▶ Extracted data entries:
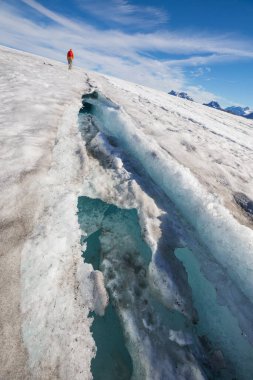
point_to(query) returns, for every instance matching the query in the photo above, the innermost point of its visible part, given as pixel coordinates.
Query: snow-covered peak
(240, 111)
(182, 95)
(184, 172)
(213, 104)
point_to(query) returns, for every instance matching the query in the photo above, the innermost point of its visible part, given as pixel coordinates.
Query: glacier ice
(126, 155)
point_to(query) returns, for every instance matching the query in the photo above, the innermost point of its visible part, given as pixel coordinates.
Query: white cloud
(124, 13)
(113, 52)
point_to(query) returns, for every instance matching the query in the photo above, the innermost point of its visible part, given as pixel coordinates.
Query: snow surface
(188, 162)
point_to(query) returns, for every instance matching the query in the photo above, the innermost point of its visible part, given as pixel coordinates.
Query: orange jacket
(70, 54)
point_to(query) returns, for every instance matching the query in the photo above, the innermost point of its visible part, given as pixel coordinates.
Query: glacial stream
(194, 334)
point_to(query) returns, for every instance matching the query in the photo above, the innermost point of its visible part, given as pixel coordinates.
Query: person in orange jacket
(70, 57)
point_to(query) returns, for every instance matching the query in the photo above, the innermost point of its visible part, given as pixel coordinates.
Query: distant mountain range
(182, 95)
(235, 110)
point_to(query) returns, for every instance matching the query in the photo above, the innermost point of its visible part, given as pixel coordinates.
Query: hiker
(70, 57)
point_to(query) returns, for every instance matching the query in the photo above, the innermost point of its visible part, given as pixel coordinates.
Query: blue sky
(199, 46)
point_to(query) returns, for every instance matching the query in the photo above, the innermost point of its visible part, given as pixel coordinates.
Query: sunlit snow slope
(187, 171)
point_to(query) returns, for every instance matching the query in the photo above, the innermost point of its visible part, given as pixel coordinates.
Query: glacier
(118, 210)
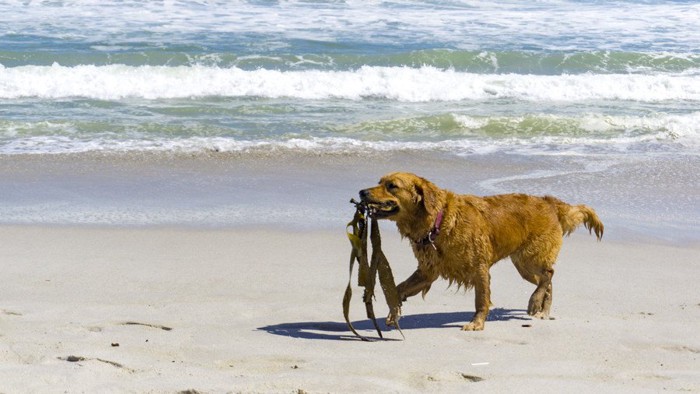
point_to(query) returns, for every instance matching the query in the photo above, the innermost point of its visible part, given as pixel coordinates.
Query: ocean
(231, 113)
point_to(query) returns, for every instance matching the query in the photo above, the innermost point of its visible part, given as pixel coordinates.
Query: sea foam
(114, 82)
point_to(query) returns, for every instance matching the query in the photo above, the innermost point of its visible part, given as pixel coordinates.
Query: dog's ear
(429, 194)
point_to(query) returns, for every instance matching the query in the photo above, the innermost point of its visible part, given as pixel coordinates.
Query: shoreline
(168, 310)
(640, 199)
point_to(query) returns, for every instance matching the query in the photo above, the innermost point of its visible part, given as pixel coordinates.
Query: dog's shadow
(339, 330)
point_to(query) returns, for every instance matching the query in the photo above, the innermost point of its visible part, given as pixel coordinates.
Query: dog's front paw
(393, 319)
(473, 326)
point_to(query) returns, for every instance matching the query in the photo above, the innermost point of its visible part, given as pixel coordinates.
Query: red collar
(432, 235)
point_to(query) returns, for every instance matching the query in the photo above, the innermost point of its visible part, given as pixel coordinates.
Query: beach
(170, 310)
(176, 176)
(256, 307)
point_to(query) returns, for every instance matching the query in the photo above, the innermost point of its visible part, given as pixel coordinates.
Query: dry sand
(169, 310)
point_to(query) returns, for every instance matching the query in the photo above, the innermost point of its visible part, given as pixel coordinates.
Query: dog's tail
(572, 216)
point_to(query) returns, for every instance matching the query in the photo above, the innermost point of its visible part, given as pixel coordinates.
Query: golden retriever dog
(459, 237)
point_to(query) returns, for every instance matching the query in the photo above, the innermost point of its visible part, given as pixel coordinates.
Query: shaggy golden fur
(475, 233)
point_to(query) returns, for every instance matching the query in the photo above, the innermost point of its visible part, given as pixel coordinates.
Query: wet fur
(475, 233)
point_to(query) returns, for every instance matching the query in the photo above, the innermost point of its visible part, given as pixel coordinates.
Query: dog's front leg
(416, 283)
(482, 293)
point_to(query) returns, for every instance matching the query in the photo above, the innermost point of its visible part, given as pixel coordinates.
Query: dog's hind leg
(535, 264)
(482, 301)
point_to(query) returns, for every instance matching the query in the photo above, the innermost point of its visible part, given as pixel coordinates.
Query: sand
(89, 309)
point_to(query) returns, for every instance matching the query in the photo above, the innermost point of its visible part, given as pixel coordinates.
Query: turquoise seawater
(346, 77)
(593, 101)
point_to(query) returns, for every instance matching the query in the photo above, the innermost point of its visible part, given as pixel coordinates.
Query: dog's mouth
(382, 209)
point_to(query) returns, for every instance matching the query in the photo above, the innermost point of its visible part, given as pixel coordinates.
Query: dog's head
(402, 196)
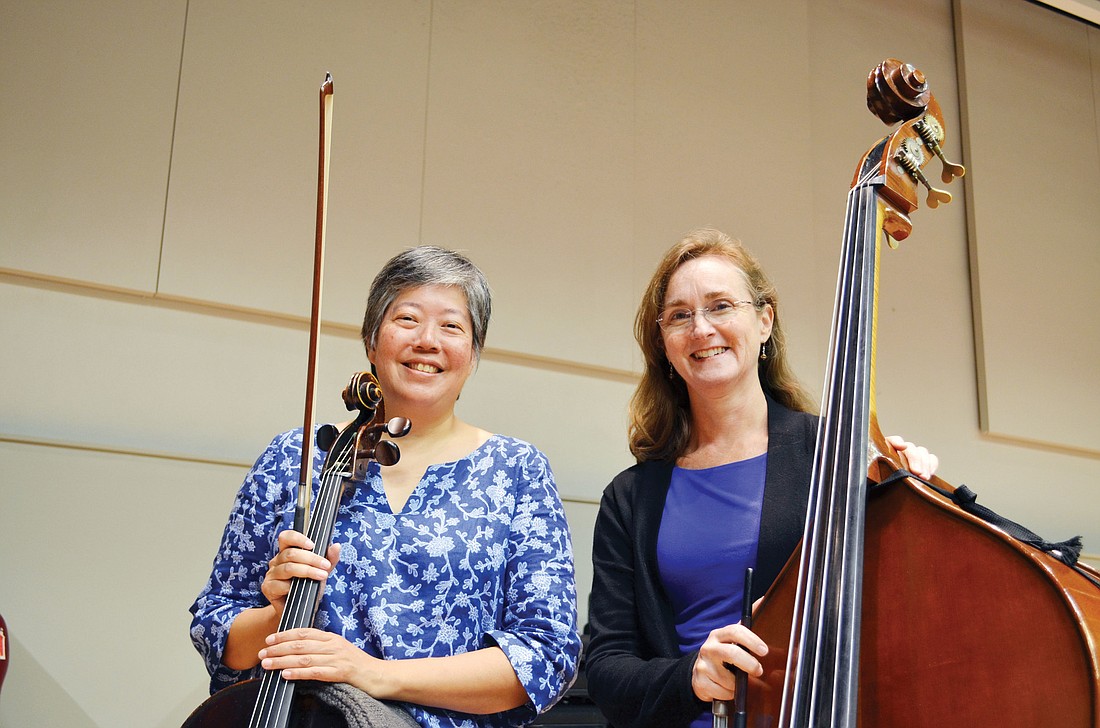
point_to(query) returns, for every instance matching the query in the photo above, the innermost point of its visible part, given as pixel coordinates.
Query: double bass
(904, 605)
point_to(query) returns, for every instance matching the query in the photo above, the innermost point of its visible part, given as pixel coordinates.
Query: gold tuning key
(933, 134)
(910, 160)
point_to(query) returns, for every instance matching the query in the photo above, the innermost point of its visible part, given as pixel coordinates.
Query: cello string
(275, 692)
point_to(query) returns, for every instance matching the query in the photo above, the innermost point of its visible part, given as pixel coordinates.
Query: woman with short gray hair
(449, 592)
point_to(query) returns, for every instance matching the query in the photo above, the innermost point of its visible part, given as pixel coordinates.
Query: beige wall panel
(1035, 151)
(528, 165)
(578, 421)
(121, 546)
(723, 133)
(582, 520)
(243, 197)
(88, 95)
(108, 373)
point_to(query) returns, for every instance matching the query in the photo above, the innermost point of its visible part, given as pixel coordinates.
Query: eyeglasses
(681, 319)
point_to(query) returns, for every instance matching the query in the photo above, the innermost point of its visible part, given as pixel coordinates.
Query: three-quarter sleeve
(538, 629)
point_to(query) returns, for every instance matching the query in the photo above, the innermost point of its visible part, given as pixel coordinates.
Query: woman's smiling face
(712, 357)
(424, 352)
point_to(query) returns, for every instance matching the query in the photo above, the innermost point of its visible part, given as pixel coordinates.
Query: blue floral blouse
(480, 555)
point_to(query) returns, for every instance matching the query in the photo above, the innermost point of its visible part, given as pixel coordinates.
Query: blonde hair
(660, 411)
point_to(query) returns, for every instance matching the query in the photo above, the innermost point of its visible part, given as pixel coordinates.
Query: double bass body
(963, 626)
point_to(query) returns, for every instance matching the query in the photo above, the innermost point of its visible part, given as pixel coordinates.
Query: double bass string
(833, 539)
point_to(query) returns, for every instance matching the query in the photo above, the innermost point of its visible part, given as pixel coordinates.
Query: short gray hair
(428, 265)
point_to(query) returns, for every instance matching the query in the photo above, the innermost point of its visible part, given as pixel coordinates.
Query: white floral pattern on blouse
(479, 555)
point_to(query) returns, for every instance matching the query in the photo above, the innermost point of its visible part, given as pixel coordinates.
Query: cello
(270, 702)
(904, 605)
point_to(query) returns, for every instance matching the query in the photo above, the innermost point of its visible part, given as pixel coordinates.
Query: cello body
(900, 608)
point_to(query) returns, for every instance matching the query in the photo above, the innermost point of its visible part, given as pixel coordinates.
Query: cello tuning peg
(386, 453)
(398, 427)
(327, 437)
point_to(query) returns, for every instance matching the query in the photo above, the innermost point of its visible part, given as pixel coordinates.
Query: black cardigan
(635, 671)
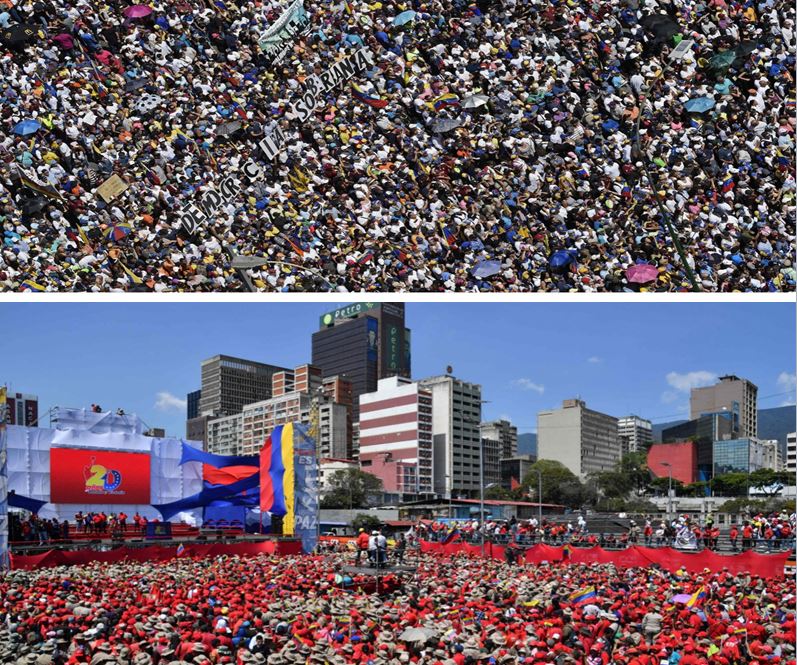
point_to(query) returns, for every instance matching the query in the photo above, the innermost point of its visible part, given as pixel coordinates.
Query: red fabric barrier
(763, 565)
(152, 553)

▶ DIRECTIONS:
Without the pictures, write out the whole listing above exactly as it appears.

▶ COMPLETED TASK:
point_to(query) returns, for every instance matching the query in the photo above, the innermost point of its visible part, given as pixel coordinates.
Query: snow-covered peak
(240, 111)
(182, 95)
(184, 172)
(213, 104)
point_to(query) returns, for every instance matching the query in the photo above, the innermost point of its visible part, given as pixel coordinates.
Query: glacier ice
(126, 155)
point_to(query) returns, for every instance matching the query in the photo above, the innermost point of its visible part, given as pixel coordinates.
Query: white cloud
(124, 13)
(113, 52)
point_to(query) returns, for every instance matching the query in the photo above, the innermost point of its visible part, given as pixel coordinates.
Query: snow surface
(188, 162)
point_to(query) returns, for every instance matching the query in the photo above, the innermost point of its visible part, given as pixel coordinates.
Query: orange jacket
(70, 54)
point_to(query) returns, for every instance matching the query in the photo above, the innermost point of its visible part, given as pixel coordinates.
Query: glacial stream
(194, 334)
point_to(query) returns, for every instance matching the query in the photo above, the innermost point of its visible part, given as pixel coordinates.
Query: person in orange jacket
(70, 57)
point_to(query) returns, for every instance matching the query in the photo above, the innermost point of its visible part, given as pixel coordinates.
Query: distant mountain range
(182, 95)
(235, 110)
point_to(query) returns, for every instance matching the query in the photo above, the innermost point of its visible part, given as pixel coordinates.
Query: hiker
(70, 57)
point_to(query) returns, for every instance matching the query in the photo above, the innermost point of its visible part, given as pixel coordinates.
Query: blue sky
(199, 46)
point_to(query) returns, for every instance matching the query in the photo above, the innermost point of its visible part, given as pixel coordinates.
Query: sunlit snow slope
(187, 171)
point_to(query) returns, for every instance matching the query in the photo above, the innermost point of its visible part, given as pixel coordinates.
Query: glacier
(118, 210)
point_to(query) returns, for every instance matching the query in the photo above, the innermost point of its visible part, given as pixel coordinates.
Query: ocean
(231, 113)
point_to(query) returns, for every instance matching the query in the photo above, the innermost point of its visible part, given as pixel coordinates.
Query: sea foam
(114, 82)
point_to(query) returns, for every instance matching the query in the photo above, the innermost point of its visible part, given as pixel coordinates.
Query: dog's ear
(429, 194)
point_to(query) returns, for every instance matching the query in the photo above, the innermost point of its visible part, given as pixel coordinates.
Query: shoreline
(168, 310)
(640, 199)
point_to(query) returns, for every instance matching the query in the photo above, the innermost point of its visible part, given as pixel coordinates.
Query: dog's shadow
(339, 330)
point_to(query) returns, for every instance matching the query in the photo above, the innermost point of its visible part, given as pixel coordinates.
Query: dog's front paw
(393, 319)
(473, 326)
point_to(query) returns, for every instance matching the query in the photo above, the innermost point of its visible part, given as pixel coordinates.
Query: red collar
(432, 235)
point_to(query) returns, for every instance matching the query in the photo above, the innermost point of its visible part, given as pixel coordinates.
Query: beach
(170, 310)
(176, 176)
(256, 307)
point_to(query) returns, for every instance matching the query in the photo above, the innermost point of its visible part, given as pixel coordinates.
Query: dry sand
(169, 310)
point_to(query) returns, for every instance matching the query in the photo above, the innermost point of its visible part, given as pixel coordinates.
Query: dog's tail
(572, 216)
point_to(query) returns, for every instance matching the query in the photo above, the innermost point of its visible part, given as pixel coordinates.
Query: golden retriever dog
(459, 237)
point_to(query) returns, for every instance matching the query in the photo above, the innermost point of its visible part, given as pixel coordinates.
Query: shaggy golden fur
(475, 233)
point_to(query) returns, for every instance matching the query in the photo above, the innermost point of its visible part, given as pixel coordinates.
Query: wet fur
(475, 233)
point_to(query) returns, for every instance matching the query in the photo above, the innermost point of its visible part, given as pixel coordinates.
Query: dog's front leg
(416, 283)
(482, 293)
point_to(query) returns, for every instance matching the query in the photo above, the innermost point of its visible part, given as pixel coordinates.
Query: dog's hind leg
(535, 264)
(482, 301)
point_to(query) returns, for every instance matching the query in the photo above, the innermost point of its visible part, given as pixel coordinates.
Query: sand
(89, 309)
point_to(query) returns, for every instance matching the query in the photo above, the innermost point of its visible part, given as pixel coordinates.
Query: turquoise seawater
(346, 77)
(593, 101)
point_to(query) returns, for every instance matching the query in the photo above, the innermost point of its visible part, given as pixel coordinates.
Query: dog's mouth
(382, 209)
point_to(query) returns, for every instance matching the query in the photo above, the innermost point of its visible part, given as pixel coordinates.
Query: dog's head
(402, 196)
point_to(query) returns, for every instance matching the query in the photo above, the innermost point of its visible part, given as pixel coordinates.
Query: double bass
(904, 605)
point_to(query) returns, for every instance matching the query in the photo above, the innermost point of its visible part, given as pixel coordinates.
Query: gold tuning key
(933, 134)
(910, 160)
point_to(query) returns, for every instance matching the query in the photo above, the innermost point of its visible part, given as pixel coordinates.
Query: cello string
(275, 692)
point_to(query) returns, for every instance matching the query in the photo above, the innermost point of its visible part, given as pixel coordinates.
Query: woman with short gray hair
(449, 592)
point_to(query) returns, for every instance matching the query in the photo above, the innermost point of its visible part, given as pixel coordinates.
Query: beige wall panel
(1035, 151)
(528, 165)
(578, 421)
(121, 546)
(723, 133)
(582, 520)
(243, 197)
(88, 95)
(108, 373)
point_to(query) returns, for every instance matching the query in the photo above, the innermost point of its visible part, given as pixel coordinates.
Query: eyeglasses
(681, 319)
point_to(query) returns, for every instance matching the query in the photo above, the innermost point of its visible part, given as pixel coordinates.
Query: three-quarter sleeve
(538, 629)
point_to(query) returns, for every instance matching the query in the photo above, the innermost point of its visible part, given as pixel coordinates.
Query: woman's smiling face
(712, 357)
(424, 352)
point_to(query) returns, for every instance matching the query in the photo above, the innermost point of its visible part, given as pixel coordinates.
Query: blue floral blouse
(480, 555)
point_to(query) returns, for every instance matching the query in the photo above, the innermost point of its visible part, given as pixel coordinates.
Query: blonde hair
(660, 411)
point_to(query) returns, for every instance matching the query in the photo above, the innermost point of its visible part, given as pixel coordinates.
Query: double bass body
(963, 626)
point_to(query) returns, for every instance matching the query in the photo above, the innermost point of its visible part, given as pixel coordinates.
Query: double bass string
(833, 539)
point_to(query) returns, for every instance matching the query in the photo above, the innermost point of its visible part, given as pixel coordinates.
Query: short gray hair
(428, 265)
point_to(query) returns, for every instance matching the query in the photo above, the innermost point of its visible part, given as pixel coordinates.
Query: white floral pattern on blouse
(479, 555)
point_to(query) returns, for every instance matching the query in the photo above, the innermost point of its visible part, given as pixel coordinates.
Query: cello
(270, 702)
(904, 605)
point_to(query) returns, for every instance matching the query in the photo above, the innermost point of its visible part, given as pixel coordinates.
Query: cello body
(900, 608)
point_to(query) returns, for every instance matching the query in the photo above, the innermost point of its visible part, given as pixel coordinates.
Query: cello tuning peg
(386, 453)
(398, 427)
(327, 437)
point_to(query) returns, for every instance matching the query in the photo above, the innermost point of its visible part, given as pixel coordinates.
Query: black cardigan
(635, 671)
point_to(query) returns, for every instance matching the query in the photo above, the innermost point of its visible part, given as pixel coordinates.
Query: red fabric barrier
(763, 565)
(152, 553)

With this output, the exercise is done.